# GIVEN INSTRUCTION 1
Answer these questions about the Darwinism and atheism text:
(a) Which book is listed under Resources?
(b) For whom, according to Thesauros, does Darwinism naturally lead to atheism?
(c) What does Bryan say the truth of Darwinian evolution would lead to, at best?
# GIVEN INSTRUCTION 2
Copy the part of the Darwinism and atheism text that opens with the words containing "1. Richard Dawkins, The" and closes with "doesn't logically lead to atheism.", substituting "unbelief" for "atheism" throughout.

# READING TEXT
——————

So, my question is, "Was Richard Dawkins right when he said that 'Darwin made it possible to be an intellectually fulfilled atheist?' Or, in other words, if Darwinism was true beyond reasonable doubt, does atheism logically follow?

I look forward to your thoughts and comments!

Courage and Godspeed,
Chad

Resources:

1. Richard Dawkins, The Blind Watchmaker, p. 6.

Comments

Thesauros said…
Well it naturally leads to atheism for those who are already looking for reasons to deny the existence of God. But it doesn't logically lead to atheism.
Bryan said…
I don't think it would logically lead to atheism. In fact, it seems to me that, at best, the truth of Darwinian evolution would lead to complete skepticism. Mainly because, given that natural selection operates purely on what maximizes a species chance of survival, all of our cognitive faculties (including the way we reason and draw conclusions from evidence) would be determined by what ultimately aids in survival, nothing else - namely, what's true. So, given that the development (and results) of our reasoning processes would be aimed at survival as opposed to truth, it would seem that we couldn't really trust our reasoning and, consequently, any beliefs that stem from it. Ironically, the evolutionist couldn't really trust his belief in evoluton if evolution was actually true. Thus, in a sense, Darwinian evolution seems to lead to absolute skepticism, being necessarily unverifiable by it's very nature at best, and logically self-refuting at worst.

——————

# RECORDS
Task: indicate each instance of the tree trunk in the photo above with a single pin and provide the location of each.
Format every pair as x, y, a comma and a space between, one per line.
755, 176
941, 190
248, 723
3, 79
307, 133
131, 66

——————

# ANSWER 1
(a) Richard Dawkins, The Blind Watchmaker, p. 6.
(b) Those who are already looking for reasons to deny the existence of God.
(c) Complete skepticism.

# ANSWER 2
1. Richard Dawkins, The Blind Watchmaker, p. 6.

Comments

Thesauros said…
Well it naturally leads to unbelief for those who are already looking for reasons to deny the existence of God. But it doesn't logically lead to unbelief.